* start *

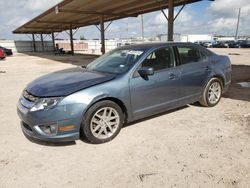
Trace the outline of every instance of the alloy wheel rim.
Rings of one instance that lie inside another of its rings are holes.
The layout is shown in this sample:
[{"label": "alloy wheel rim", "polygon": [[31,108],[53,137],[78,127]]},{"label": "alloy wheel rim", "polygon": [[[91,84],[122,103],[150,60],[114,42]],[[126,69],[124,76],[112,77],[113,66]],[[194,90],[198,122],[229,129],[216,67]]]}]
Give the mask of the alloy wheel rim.
[{"label": "alloy wheel rim", "polygon": [[111,107],[104,107],[98,110],[90,122],[90,130],[94,137],[107,139],[112,137],[120,124],[118,112]]},{"label": "alloy wheel rim", "polygon": [[208,89],[208,100],[211,104],[216,104],[221,97],[221,85],[219,82],[214,82]]}]

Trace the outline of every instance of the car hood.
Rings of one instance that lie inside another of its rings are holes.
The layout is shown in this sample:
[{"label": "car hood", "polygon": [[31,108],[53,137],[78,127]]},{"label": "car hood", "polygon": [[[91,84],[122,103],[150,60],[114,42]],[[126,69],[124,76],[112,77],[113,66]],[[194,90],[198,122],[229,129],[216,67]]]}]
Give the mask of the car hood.
[{"label": "car hood", "polygon": [[42,76],[28,84],[26,90],[37,97],[67,96],[114,78],[114,74],[92,72],[77,67]]}]

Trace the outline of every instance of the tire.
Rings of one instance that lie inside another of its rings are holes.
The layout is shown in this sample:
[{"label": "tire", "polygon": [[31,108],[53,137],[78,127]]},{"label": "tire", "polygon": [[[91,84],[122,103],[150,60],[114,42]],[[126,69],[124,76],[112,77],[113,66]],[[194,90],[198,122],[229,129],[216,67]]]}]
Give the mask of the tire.
[{"label": "tire", "polygon": [[114,139],[123,124],[124,113],[120,106],[112,101],[100,101],[85,113],[81,133],[89,142],[101,144]]},{"label": "tire", "polygon": [[212,78],[207,83],[199,103],[202,106],[213,107],[220,102],[222,95],[222,82],[218,78]]}]

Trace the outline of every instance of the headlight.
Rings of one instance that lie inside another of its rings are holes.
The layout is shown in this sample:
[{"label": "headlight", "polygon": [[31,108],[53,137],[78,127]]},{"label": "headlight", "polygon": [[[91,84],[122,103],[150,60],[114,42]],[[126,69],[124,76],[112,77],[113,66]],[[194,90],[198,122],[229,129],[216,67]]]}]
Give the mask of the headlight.
[{"label": "headlight", "polygon": [[55,107],[59,101],[61,101],[61,97],[56,98],[41,98],[39,99],[35,105],[30,109],[31,112],[39,111],[39,110],[47,110]]},{"label": "headlight", "polygon": [[58,126],[57,124],[51,125],[40,125],[39,128],[43,131],[46,135],[56,135]]}]

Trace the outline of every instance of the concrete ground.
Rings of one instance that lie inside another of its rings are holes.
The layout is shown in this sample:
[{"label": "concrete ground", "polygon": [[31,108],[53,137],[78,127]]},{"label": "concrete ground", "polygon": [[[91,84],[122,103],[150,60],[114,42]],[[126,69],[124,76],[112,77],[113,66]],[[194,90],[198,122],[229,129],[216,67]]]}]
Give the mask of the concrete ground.
[{"label": "concrete ground", "polygon": [[214,108],[197,104],[135,122],[102,145],[31,142],[16,103],[38,76],[93,56],[15,54],[0,61],[0,187],[249,187],[249,49],[229,53],[233,82]]}]

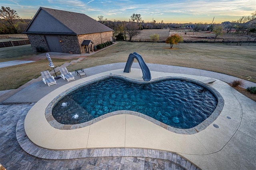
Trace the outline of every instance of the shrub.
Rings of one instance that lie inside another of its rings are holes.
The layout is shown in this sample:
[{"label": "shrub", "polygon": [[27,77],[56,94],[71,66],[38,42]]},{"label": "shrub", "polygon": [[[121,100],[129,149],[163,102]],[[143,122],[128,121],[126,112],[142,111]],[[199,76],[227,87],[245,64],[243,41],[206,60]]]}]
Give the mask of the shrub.
[{"label": "shrub", "polygon": [[36,52],[38,53],[46,53],[47,51],[44,49],[44,48],[42,47],[36,47]]},{"label": "shrub", "polygon": [[244,81],[242,80],[235,80],[232,82],[232,87],[237,87],[238,86],[242,87],[244,85]]},{"label": "shrub", "polygon": [[248,92],[250,92],[252,94],[256,94],[256,86],[254,86],[254,87],[248,87],[246,88],[246,90]]},{"label": "shrub", "polygon": [[97,46],[97,48],[98,49],[102,49],[103,48],[103,47],[102,44],[99,44]]}]

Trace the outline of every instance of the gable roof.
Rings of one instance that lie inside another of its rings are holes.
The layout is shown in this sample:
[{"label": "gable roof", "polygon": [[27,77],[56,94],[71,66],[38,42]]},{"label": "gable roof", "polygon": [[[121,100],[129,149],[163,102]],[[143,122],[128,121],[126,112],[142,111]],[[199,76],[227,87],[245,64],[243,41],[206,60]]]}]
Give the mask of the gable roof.
[{"label": "gable roof", "polygon": [[24,33],[78,35],[113,31],[83,14],[40,7]]},{"label": "gable roof", "polygon": [[90,43],[92,43],[92,44],[93,44],[93,42],[91,40],[84,40],[82,43],[81,45],[90,45]]}]

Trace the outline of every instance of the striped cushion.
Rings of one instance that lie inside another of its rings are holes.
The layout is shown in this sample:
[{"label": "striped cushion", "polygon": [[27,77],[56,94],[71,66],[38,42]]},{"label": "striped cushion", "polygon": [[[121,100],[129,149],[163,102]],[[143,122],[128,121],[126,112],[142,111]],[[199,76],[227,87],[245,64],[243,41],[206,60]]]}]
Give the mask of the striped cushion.
[{"label": "striped cushion", "polygon": [[42,75],[42,76],[43,77],[43,78],[46,80],[47,78],[52,78],[51,74],[50,74],[50,72],[48,70],[42,71],[41,72],[41,75]]}]

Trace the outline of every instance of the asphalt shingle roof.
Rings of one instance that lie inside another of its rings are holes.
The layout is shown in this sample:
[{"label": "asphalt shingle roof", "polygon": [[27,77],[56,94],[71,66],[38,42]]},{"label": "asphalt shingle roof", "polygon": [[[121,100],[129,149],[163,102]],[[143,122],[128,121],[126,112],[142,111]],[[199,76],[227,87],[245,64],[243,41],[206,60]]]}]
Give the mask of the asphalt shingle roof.
[{"label": "asphalt shingle roof", "polygon": [[76,35],[114,31],[83,14],[43,7],[40,7],[38,13],[40,12],[40,10],[43,10],[49,14]]}]

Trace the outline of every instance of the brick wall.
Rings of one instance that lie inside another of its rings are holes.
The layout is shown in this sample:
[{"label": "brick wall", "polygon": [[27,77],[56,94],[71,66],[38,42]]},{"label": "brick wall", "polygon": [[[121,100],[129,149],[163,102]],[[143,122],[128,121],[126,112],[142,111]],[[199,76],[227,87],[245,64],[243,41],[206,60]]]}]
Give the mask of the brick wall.
[{"label": "brick wall", "polygon": [[[97,45],[107,41],[112,41],[113,32],[104,32],[81,35],[78,36],[71,35],[55,36],[57,36],[59,39],[62,41],[60,44],[62,53],[71,52],[74,54],[80,54],[85,53],[84,46],[81,45],[84,40],[92,40],[94,43],[94,45]],[[36,51],[36,47],[43,48],[47,51],[50,51],[44,35],[28,34],[28,37],[34,51]]]},{"label": "brick wall", "polygon": [[28,37],[31,44],[32,49],[34,52],[37,51],[37,47],[43,48],[47,51],[49,51],[50,50],[44,35],[28,34]]},{"label": "brick wall", "polygon": [[112,31],[80,35],[78,35],[78,39],[79,45],[80,45],[81,53],[85,53],[84,46],[81,45],[84,40],[91,40],[93,43],[94,43],[94,45],[97,45],[98,44],[106,43],[107,41],[112,41]]},{"label": "brick wall", "polygon": [[62,41],[60,46],[62,53],[80,54],[76,35],[58,35],[58,37]]}]

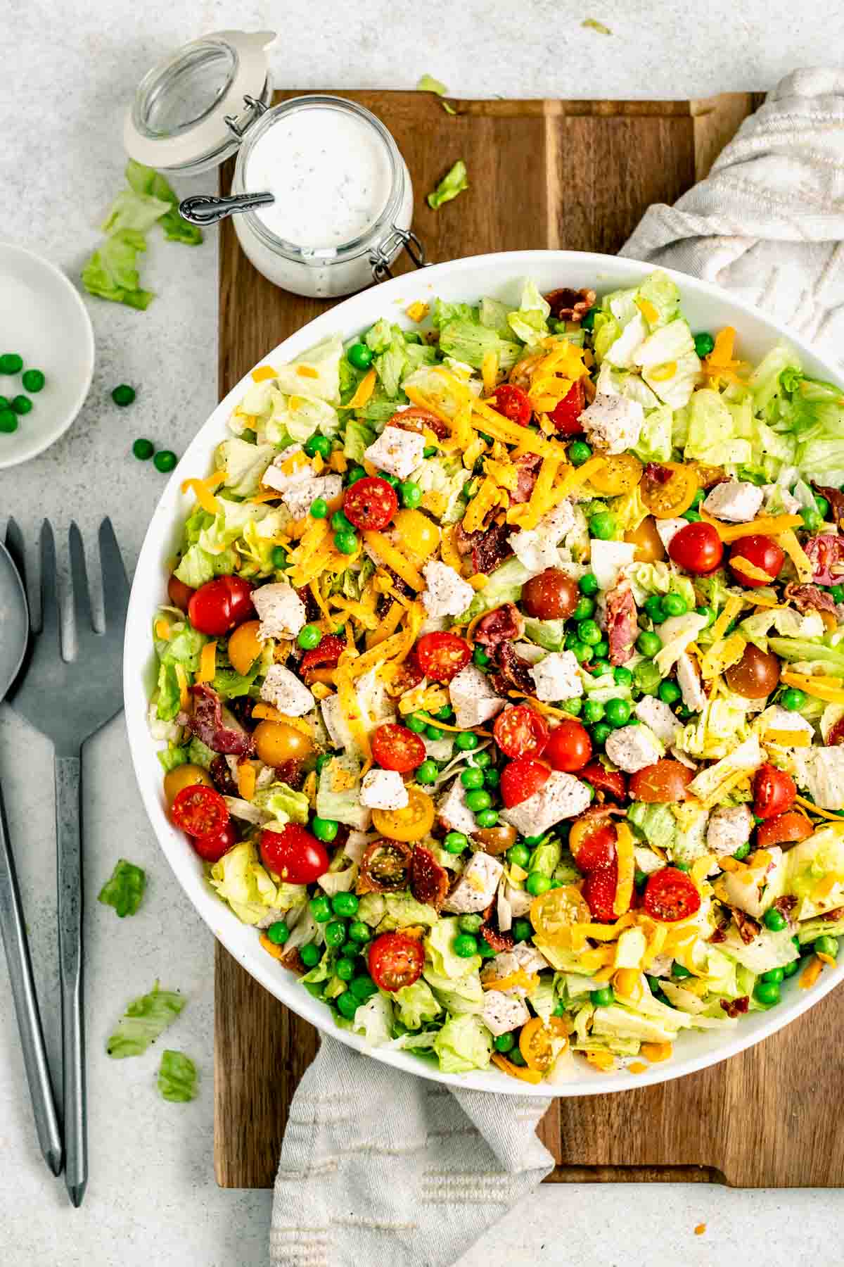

* end *

* **GIVEN PROBLEM**
Please show each line from the records above that contains the word "striped".

* **WRITTEN REPLY**
Trace the outline of every instance of the striped cushion.
[{"label": "striped cushion", "polygon": [[27,77],[56,94],[71,66],[38,42]]},{"label": "striped cushion", "polygon": [[[121,100],[129,149],[163,102]],[[143,122],[128,121],[126,112],[142,111]],[[199,76],[227,87],[245,64],[243,41],[206,60]]]}]
Give the mask of the striped cushion.
[{"label": "striped cushion", "polygon": [[42,75],[42,76],[43,77],[43,78],[46,80],[47,78],[52,78],[51,74],[50,74],[50,72],[48,70],[42,71],[41,72],[41,75]]}]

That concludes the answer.